▶ THE DATA:
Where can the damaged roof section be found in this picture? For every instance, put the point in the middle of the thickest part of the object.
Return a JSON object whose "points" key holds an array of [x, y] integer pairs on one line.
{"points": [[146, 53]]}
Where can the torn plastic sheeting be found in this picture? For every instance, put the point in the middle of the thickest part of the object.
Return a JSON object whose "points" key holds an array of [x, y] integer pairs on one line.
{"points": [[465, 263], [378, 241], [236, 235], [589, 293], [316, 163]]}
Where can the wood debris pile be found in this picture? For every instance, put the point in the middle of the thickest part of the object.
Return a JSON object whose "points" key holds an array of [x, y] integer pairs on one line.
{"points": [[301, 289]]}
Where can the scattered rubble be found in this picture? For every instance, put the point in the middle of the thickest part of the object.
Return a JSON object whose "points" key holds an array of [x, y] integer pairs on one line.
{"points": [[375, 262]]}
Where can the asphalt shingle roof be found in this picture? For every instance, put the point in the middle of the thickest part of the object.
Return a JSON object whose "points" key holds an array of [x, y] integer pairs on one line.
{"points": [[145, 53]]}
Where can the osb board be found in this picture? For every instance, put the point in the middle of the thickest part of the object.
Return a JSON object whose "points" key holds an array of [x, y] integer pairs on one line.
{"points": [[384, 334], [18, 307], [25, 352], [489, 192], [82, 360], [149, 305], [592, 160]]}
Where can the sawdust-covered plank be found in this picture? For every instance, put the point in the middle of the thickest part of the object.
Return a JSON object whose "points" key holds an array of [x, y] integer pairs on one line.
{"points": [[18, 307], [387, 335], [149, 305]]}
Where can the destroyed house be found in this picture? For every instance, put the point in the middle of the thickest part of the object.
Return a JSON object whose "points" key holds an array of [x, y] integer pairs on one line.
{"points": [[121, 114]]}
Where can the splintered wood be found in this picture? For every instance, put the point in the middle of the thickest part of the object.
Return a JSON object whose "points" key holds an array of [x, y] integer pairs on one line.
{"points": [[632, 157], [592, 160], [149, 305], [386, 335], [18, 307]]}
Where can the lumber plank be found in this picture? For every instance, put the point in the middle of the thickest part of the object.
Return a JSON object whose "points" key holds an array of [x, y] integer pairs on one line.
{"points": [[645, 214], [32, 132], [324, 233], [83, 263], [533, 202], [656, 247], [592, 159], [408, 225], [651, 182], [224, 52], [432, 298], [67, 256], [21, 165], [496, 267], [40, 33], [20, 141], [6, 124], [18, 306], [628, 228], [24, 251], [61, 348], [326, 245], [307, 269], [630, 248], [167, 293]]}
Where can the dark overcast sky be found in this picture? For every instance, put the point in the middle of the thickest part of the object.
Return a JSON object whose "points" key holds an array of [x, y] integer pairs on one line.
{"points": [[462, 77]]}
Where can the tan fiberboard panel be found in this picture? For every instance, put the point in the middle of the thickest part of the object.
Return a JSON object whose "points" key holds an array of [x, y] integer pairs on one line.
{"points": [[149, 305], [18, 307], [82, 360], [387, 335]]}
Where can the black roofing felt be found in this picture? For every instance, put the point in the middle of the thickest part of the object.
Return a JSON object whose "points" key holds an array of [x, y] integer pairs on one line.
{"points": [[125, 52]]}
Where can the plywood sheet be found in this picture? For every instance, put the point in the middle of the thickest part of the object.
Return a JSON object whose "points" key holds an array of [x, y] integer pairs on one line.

▶ PROBLEM DESCRIPTION: Copy the full listing exactly.

▶ ANSWER AREA:
Where can the damaged roof section be found in this picture? For every instance, put the point in the middle of the thickest part of the object.
Return a JSON object whose "points" key holds an array of [x, y] integer pairs on one line.
{"points": [[146, 53]]}
Where can the torn plastic sheeting be found in this picture? For every instance, put the point in the middle of the thickest part of the object.
Return a JSON object whose "points" key holds an array of [x, y] integer pairs on one line.
{"points": [[465, 263], [378, 241], [236, 235], [589, 293], [316, 163]]}
Where can the wood debris pile be found in this picture? For every instance, put the point in the middle of the thickest part of the object.
Return a JSON object whose "points" key holds an array of [x, y] integer pairs on one line.
{"points": [[301, 289]]}
Where can the scattered rubble be found in this picture? For every instance, put the point in the middle of the thickest part of the object.
Return a JSON object whose "points" key holds an array of [x, y] integer pairs on one line.
{"points": [[375, 262]]}
Where can the asphalt shingle roof be found in this picture? For every instance, put the point in the middle of the thickest part of the object.
Return a JSON object whose "points" key holds an array of [x, y] integer pairs on one line.
{"points": [[145, 53]]}
Where can the osb board be found in this picture? For every instance, put the point in the middle of the thickest part of the object.
Return a JSON object whose "points" key holds an array of [x, y] integer pairs on one line.
{"points": [[384, 334], [18, 307], [25, 352], [489, 192], [82, 360], [149, 305], [592, 160]]}
Where can the sawdust-covered plank be found in this picture? For every instance, put the point in the middle of the thickest part of the object.
Return a JSON object whose "points" key holds an array of [x, y] integer pairs on one line.
{"points": [[18, 307], [387, 335], [149, 305]]}
Where can the destroyed house be found in this picture? For every instance, put the point in the middle of the thickest part of the object.
Return a JSON object whose "points" key holds an array of [x, y] integer pairs on one line.
{"points": [[121, 114]]}
Where can the splintered wood be found in this picture? For every instance, put the point in the middle of the thickest part of the object.
Return a JSON object whose "points" key holds an array of [x, y] integer pairs on one line.
{"points": [[632, 157], [592, 160], [149, 305], [386, 335], [18, 307]]}
Where can the lumber plank be found in this picture? For every instance, put the point in the middle of the thickest part of the object.
Return a JSON object whose "points" key holds an array of [x, y] integer pairs on one line.
{"points": [[645, 214], [32, 132], [324, 233], [83, 263], [533, 202], [656, 247], [592, 159], [408, 225], [651, 182], [224, 52], [432, 298], [67, 256], [21, 165], [496, 267], [40, 33], [20, 141], [6, 124], [18, 306], [628, 228], [24, 251], [61, 348], [326, 245], [307, 269], [630, 248], [167, 293]]}
Where can the dark overcast sky be found in this picture? For every instance, put the point in the middle of the thickest part of the object.
Return a JSON object whose "points" key holds an array of [x, y] integer pairs on one line.
{"points": [[462, 77]]}
Where can the tan fiberboard panel be found in this picture? For every instance, put the point in the middle of the thickest part of the object.
Return a JSON object whose "points" key holds an array of [x, y] integer pairs on one line.
{"points": [[149, 305], [18, 307], [82, 360], [387, 335]]}
Where can the black roofing felt be found in this picture? For every instance, put the point in the middle of the thickest part of the object.
Return a JSON object whose "points" key holds an array of [x, y] integer pairs on one line.
{"points": [[125, 52]]}
Where can the plywood sheet be found in this picture? For every instance, put the point in the middle of the thickest part of the object.
Return a JSON object whose "points" key holds an array of [x, y] integer pairs on one line.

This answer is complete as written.